> Goal of the exercise: After locating the line that holds "If you could locate the metal", output it and all following lines word for word, stopping only at the end of the data.

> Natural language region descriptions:
◇ ◇ ◇ ◇ ◇ ◇ ◇

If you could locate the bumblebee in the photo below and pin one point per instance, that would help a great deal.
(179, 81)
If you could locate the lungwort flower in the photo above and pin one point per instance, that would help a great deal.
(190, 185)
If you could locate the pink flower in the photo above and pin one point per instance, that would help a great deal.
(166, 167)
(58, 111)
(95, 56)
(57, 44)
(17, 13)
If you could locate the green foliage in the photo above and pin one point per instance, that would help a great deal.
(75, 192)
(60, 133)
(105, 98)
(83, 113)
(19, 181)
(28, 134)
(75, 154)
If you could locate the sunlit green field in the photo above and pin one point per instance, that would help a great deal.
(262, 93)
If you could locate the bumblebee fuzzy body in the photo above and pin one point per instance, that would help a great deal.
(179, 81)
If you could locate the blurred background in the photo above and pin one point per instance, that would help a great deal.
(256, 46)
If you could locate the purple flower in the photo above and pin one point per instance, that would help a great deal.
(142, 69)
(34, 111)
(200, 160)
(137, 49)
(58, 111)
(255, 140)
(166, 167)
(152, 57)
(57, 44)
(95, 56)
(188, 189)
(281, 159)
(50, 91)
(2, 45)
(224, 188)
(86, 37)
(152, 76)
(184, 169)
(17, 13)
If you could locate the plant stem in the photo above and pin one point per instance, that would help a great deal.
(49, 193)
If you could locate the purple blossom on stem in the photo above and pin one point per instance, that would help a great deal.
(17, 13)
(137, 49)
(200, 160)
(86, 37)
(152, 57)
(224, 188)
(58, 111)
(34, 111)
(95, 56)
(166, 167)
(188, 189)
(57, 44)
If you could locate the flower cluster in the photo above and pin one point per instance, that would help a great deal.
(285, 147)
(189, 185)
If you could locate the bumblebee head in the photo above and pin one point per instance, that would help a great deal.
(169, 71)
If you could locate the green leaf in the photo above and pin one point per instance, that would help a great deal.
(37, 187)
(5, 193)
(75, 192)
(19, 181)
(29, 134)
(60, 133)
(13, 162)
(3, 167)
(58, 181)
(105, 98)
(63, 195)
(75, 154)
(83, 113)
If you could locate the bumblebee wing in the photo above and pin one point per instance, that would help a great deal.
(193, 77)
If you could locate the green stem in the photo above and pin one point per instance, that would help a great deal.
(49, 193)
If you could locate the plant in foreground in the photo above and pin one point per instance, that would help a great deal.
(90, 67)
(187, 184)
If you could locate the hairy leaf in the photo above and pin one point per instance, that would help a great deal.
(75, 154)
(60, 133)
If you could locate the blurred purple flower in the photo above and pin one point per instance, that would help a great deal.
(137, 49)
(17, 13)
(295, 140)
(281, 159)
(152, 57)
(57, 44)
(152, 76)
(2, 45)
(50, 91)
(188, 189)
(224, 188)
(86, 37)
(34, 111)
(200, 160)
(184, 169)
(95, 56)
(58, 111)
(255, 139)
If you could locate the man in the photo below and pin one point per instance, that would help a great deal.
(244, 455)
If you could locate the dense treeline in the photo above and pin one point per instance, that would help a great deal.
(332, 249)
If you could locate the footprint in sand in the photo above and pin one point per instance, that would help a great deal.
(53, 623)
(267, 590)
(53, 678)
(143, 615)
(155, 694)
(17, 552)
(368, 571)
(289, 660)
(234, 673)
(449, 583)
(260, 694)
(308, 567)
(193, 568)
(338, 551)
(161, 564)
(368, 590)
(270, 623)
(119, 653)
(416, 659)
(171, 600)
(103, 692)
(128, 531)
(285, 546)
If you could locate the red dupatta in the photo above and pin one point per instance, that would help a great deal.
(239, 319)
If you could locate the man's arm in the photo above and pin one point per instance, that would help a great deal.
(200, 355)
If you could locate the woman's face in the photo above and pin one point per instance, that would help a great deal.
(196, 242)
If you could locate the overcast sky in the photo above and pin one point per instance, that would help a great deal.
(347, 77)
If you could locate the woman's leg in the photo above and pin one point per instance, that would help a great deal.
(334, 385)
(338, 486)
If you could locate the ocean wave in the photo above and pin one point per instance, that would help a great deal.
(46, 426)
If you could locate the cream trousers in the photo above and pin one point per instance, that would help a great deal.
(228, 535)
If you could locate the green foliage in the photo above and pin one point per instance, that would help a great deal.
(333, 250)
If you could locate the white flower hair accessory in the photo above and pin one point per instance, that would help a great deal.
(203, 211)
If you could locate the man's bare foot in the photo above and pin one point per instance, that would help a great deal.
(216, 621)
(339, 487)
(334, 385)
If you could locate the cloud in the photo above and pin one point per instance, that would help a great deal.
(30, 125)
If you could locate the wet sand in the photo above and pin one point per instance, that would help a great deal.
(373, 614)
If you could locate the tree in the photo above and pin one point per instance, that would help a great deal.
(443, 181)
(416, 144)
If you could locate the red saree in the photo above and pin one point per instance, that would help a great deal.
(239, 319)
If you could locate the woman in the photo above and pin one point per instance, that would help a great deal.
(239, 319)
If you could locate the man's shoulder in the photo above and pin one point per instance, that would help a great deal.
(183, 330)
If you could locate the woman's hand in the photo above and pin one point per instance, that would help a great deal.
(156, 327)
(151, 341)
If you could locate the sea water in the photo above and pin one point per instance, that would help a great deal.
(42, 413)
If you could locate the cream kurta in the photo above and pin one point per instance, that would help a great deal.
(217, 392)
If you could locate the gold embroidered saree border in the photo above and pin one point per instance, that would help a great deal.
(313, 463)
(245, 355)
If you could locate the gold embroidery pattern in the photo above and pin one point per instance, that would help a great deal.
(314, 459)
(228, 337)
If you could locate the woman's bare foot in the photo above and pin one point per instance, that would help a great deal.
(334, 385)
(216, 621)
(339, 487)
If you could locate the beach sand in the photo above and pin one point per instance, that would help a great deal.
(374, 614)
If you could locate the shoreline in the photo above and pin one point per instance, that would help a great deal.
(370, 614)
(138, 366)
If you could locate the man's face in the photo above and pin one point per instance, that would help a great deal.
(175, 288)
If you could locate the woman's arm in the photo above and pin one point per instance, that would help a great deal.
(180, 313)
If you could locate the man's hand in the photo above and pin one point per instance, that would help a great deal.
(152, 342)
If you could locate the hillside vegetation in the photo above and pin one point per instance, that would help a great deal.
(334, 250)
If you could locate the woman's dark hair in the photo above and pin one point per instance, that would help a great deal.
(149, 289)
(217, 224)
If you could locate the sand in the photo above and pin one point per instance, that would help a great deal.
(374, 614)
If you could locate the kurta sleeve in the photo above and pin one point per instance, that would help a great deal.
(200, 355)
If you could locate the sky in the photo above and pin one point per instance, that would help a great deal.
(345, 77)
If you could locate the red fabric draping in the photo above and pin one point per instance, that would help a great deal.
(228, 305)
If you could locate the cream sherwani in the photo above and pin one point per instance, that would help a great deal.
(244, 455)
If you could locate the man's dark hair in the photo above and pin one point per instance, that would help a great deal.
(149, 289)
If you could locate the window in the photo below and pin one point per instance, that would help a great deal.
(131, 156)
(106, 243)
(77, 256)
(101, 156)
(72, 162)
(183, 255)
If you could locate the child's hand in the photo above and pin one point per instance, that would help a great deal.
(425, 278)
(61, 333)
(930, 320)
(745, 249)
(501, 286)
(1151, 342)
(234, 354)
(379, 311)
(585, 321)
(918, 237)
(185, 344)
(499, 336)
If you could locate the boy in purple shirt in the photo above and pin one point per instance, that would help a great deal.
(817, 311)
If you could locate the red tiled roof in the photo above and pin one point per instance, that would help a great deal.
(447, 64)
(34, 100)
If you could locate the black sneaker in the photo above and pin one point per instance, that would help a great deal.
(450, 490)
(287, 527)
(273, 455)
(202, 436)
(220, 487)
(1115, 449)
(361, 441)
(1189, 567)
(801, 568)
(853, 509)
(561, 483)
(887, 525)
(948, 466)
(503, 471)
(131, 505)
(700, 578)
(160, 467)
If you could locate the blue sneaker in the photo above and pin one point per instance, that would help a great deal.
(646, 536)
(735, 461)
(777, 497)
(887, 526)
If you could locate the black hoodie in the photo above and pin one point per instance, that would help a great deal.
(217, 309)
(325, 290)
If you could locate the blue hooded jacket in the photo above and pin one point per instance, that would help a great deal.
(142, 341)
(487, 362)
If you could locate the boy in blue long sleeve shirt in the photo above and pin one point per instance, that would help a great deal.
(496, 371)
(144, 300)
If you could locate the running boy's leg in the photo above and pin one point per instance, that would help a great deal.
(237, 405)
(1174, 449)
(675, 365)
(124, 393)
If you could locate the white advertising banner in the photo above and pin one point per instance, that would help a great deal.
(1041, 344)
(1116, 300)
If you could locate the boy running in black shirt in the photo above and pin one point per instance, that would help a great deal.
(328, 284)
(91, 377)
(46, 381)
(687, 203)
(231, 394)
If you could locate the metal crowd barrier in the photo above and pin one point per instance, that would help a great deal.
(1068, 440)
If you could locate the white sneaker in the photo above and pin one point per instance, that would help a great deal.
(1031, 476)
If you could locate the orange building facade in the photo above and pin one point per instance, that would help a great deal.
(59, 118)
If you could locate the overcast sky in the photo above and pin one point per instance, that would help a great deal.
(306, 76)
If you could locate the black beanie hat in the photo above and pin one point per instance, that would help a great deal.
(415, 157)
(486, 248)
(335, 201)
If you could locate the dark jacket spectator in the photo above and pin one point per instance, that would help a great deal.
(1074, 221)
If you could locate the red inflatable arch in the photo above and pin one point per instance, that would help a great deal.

◇ ◇ ◇ ◇ ◇ ◇ ◇

> Answer box:
If you could locate the metal crowd barrier in the photo above and pin one point per instance, that would help a great deal.
(1068, 440)
If you could locate the white sneaker in the photo above and pin one point per instance, that would help a great deal.
(1031, 476)
If you could locate the orange building facade in the photo above and pin one point per instance, that would help a great deal.
(59, 118)
If you could locate the overcast sky in the photo above and pin one point per instance, that would help a great deal.
(306, 76)
If you could locate the black beanie hat in the photo above and pin one point per instance, that would help a great deal.
(415, 157)
(486, 248)
(335, 201)
If you could locate the dark jacket spectator in the photo above and pin one point per instance, that would help a great deal.
(1074, 221)
If you could locate the red inflatable arch in the photo above and pin one point per instance, that would help a great deal.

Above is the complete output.